--- WHAT YOU ARE ASKED TO DO ---
Where the line containing "of the stainless" appears in the entries below, begin there and output every line through the last, exactly, minus the pictures.

Image point grounding data:
"""

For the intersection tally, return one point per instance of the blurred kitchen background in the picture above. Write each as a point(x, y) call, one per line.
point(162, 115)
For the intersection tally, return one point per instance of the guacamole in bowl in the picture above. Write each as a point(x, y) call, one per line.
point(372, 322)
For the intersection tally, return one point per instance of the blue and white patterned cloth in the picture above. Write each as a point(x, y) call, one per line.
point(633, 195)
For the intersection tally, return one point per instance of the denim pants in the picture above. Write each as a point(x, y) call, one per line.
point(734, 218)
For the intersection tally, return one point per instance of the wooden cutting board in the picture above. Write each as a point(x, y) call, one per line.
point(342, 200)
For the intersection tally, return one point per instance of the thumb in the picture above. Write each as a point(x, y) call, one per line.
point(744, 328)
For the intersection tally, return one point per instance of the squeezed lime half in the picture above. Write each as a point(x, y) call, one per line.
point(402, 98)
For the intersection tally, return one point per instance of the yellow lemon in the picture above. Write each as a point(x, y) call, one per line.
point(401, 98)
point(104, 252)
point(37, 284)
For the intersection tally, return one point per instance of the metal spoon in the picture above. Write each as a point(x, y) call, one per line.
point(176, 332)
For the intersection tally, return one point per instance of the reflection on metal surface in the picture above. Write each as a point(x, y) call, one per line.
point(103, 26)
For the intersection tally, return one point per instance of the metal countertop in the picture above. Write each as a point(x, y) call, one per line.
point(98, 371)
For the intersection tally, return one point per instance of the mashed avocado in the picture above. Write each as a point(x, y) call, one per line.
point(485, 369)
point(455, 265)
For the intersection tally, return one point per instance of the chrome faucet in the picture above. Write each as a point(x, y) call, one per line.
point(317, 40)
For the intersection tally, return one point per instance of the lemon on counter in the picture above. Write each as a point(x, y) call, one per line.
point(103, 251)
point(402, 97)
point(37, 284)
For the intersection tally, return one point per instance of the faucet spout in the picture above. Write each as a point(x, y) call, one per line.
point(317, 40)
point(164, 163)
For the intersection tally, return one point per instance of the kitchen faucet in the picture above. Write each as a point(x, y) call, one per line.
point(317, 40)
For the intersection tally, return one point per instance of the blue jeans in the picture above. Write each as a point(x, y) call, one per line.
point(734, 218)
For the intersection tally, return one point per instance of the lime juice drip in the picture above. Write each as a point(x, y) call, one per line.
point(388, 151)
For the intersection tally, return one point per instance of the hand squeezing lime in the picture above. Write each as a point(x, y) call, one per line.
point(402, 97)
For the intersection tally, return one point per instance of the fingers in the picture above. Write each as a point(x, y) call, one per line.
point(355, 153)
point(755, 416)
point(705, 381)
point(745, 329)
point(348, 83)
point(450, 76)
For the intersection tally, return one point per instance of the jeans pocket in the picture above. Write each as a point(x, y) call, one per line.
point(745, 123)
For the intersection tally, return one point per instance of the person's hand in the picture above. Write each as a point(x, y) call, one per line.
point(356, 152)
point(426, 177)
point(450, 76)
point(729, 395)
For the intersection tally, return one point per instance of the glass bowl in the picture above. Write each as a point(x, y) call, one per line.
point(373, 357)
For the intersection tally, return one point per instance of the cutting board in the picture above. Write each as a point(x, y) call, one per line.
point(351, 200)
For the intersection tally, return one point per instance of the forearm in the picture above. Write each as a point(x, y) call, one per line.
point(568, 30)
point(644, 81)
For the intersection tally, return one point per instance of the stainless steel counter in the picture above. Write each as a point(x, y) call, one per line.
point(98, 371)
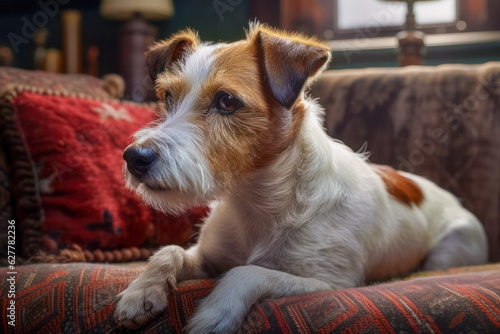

"""

--- ANSWER TO THIS EXERCISE ---
For the intersection tally, return one point per instance of the stainless steel counter in the picture above. Write each as a point(x, y) call, one per line.
point(98, 371)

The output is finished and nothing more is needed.